[PROBLEM TO WORK ON]
Please restate the data that follows, leaving every word in place.

[EXTRACTED RECORDS]
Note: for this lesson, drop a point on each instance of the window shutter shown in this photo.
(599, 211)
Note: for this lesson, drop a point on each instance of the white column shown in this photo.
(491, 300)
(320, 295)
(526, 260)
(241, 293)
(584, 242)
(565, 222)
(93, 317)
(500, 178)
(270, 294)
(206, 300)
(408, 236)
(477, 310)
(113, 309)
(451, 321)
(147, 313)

[THE ANSWER]
Note: for this lesson, drop a point on each instance of the window shutter shown in this photo.
(599, 211)
Note: for this lesson, drop a point on each instance of the white column shown in this photo.
(491, 300)
(320, 295)
(526, 260)
(241, 293)
(584, 242)
(565, 222)
(93, 317)
(500, 178)
(270, 294)
(206, 300)
(408, 236)
(477, 310)
(113, 309)
(451, 321)
(147, 313)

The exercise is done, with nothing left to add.